— start of INFORMATION GIVEN —
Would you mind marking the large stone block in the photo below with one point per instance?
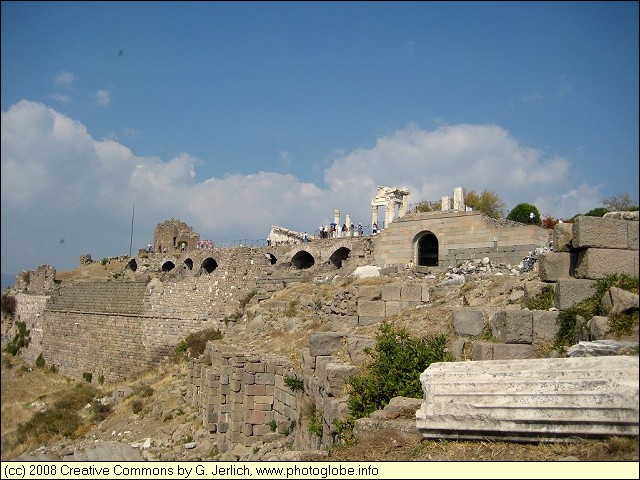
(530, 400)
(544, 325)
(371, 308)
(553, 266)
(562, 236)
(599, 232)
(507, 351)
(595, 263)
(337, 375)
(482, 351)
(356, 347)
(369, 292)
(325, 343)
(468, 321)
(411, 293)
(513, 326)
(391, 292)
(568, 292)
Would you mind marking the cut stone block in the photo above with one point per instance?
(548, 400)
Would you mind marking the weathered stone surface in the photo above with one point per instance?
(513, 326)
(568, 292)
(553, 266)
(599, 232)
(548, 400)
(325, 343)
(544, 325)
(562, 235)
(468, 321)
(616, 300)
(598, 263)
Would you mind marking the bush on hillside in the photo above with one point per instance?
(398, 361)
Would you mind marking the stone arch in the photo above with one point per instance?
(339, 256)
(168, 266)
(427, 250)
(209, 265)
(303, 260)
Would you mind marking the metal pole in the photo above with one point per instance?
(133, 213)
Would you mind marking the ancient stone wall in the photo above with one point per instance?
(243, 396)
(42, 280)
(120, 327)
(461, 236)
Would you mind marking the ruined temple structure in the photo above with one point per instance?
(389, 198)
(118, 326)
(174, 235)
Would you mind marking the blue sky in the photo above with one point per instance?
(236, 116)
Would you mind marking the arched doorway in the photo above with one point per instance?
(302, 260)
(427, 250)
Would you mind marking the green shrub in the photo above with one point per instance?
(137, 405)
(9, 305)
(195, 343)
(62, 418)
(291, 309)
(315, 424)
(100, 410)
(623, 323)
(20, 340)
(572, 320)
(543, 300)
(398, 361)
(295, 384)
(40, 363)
— end of INFORMATION GIVEN —
— start of INFORMATION GIVEN —
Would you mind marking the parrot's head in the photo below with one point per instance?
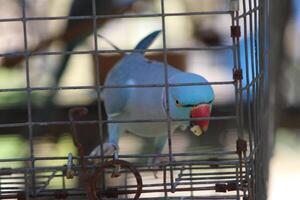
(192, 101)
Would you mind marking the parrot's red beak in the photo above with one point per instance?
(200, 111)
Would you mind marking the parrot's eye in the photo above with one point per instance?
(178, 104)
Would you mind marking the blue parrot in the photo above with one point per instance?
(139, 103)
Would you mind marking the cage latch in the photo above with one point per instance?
— end of INFORMATION GIVEN —
:: DIRECTIONS FOR THIS TASK ::
Pick out every line of the records that contains the string "stone", and copy each one. Case counts.

:: WRITTEN SOLUTION ::
Would you mind marking the large stone block in the photo below with one point per instance?
Would you mind marking the cut stone block in the photo above with one point per instance?
Would you mind marking the weathered stone surface in the photo above with one point per instance?
Would you mind marking the stone arch in the photo above with one point per instance?
Would you mind marking the ancient stone wall in the photo above with one point per instance?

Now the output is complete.